== Provided records

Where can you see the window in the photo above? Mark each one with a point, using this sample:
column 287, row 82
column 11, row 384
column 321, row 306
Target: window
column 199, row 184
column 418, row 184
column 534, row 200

====

Exercise
Copy the records above character for character, keeping every line in its original order.

Reply
Where can you see the window in the photo above? Mark each one with a point, using this sample:
column 287, row 82
column 11, row 384
column 321, row 306
Target: window
column 199, row 184
column 418, row 184
column 534, row 200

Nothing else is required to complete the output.